* **Given records**:
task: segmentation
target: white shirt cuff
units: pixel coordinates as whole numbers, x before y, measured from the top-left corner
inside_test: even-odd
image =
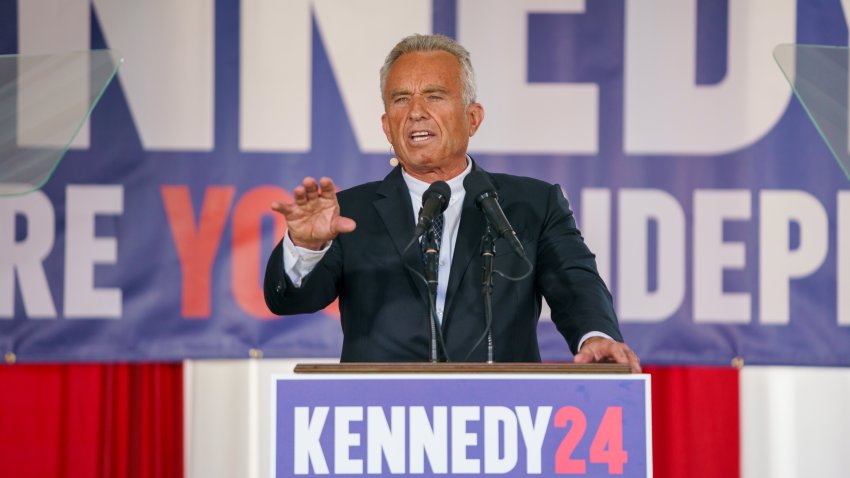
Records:
[[[325,257],[325,253],[330,248],[330,242],[320,251],[298,247],[289,238],[289,231],[287,230],[283,235],[283,271],[292,281],[292,285],[301,287],[301,282],[310,272],[313,272],[316,264],[322,260],[322,257]]]
[[[578,350],[576,350],[576,353],[581,352],[581,346],[584,345],[584,343],[587,341],[587,339],[589,339],[591,337],[602,337],[604,339],[611,339],[610,335],[603,334],[602,332],[596,332],[596,331],[588,332],[588,333],[582,335],[581,340],[578,341]],[[614,339],[611,339],[611,340],[614,340]]]

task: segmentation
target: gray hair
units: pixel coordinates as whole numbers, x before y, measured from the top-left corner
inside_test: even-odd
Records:
[[[460,81],[463,86],[463,106],[475,103],[476,87],[475,72],[472,70],[472,61],[469,59],[469,51],[458,42],[445,35],[410,35],[402,39],[387,55],[384,66],[381,67],[381,98],[384,99],[384,88],[387,86],[387,75],[393,64],[405,53],[445,51],[451,53],[460,63]]]

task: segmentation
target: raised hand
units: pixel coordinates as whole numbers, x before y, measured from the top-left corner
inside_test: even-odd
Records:
[[[273,202],[272,210],[286,217],[289,238],[298,247],[318,251],[337,235],[357,227],[354,220],[339,215],[336,187],[331,178],[319,182],[304,178],[293,191],[295,202]]]

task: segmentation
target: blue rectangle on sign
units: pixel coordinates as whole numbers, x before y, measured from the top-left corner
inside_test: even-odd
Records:
[[[308,375],[273,393],[275,477],[651,476],[648,376]]]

* **Task directions**: Return every line of the records exactly as given, pictures excluded.

* **Exercise result**:
task: segmentation
target: white shirt cuff
units: pixel coordinates as whole numbers, x before y, measured from the top-left corner
inside_test: even-odd
image =
Records:
[[[325,257],[325,253],[330,248],[330,242],[320,251],[298,247],[289,238],[289,231],[287,230],[283,235],[283,271],[292,281],[292,285],[301,287],[301,282],[310,272],[313,272],[316,264],[322,260],[322,257]]]
[[[578,350],[576,350],[576,353],[581,352],[581,346],[584,345],[584,343],[587,341],[587,339],[589,339],[591,337],[602,337],[604,339],[611,339],[610,335],[603,334],[602,332],[596,332],[596,331],[588,332],[588,333],[582,335],[581,340],[578,341]],[[614,339],[611,339],[611,340],[614,340]]]

task: segmentation
target: gray hair
units: pixel coordinates as whole numbers, x before y, measured from the top-left corner
inside_test: even-odd
Records:
[[[460,81],[463,86],[463,106],[475,103],[476,87],[475,72],[472,70],[472,61],[469,59],[469,51],[458,42],[445,35],[410,35],[402,39],[387,55],[384,66],[381,67],[381,98],[384,99],[384,88],[387,86],[387,75],[393,64],[405,53],[445,51],[451,53],[460,63]]]

task: segmentation
target: raised hand
units: pixel coordinates as whole numbers, x before y, measured from the top-left corner
inside_test: even-odd
Records:
[[[273,202],[272,210],[286,217],[289,238],[298,247],[318,251],[337,235],[357,227],[354,220],[339,215],[336,187],[331,178],[319,182],[304,178],[293,191],[295,202]]]

task: segmentation
target: blue rectangle on sign
units: pixel coordinates as whole numbers, x before y, measured from the top-left corner
inside_test: even-odd
Records:
[[[308,375],[273,393],[275,477],[651,476],[648,376]]]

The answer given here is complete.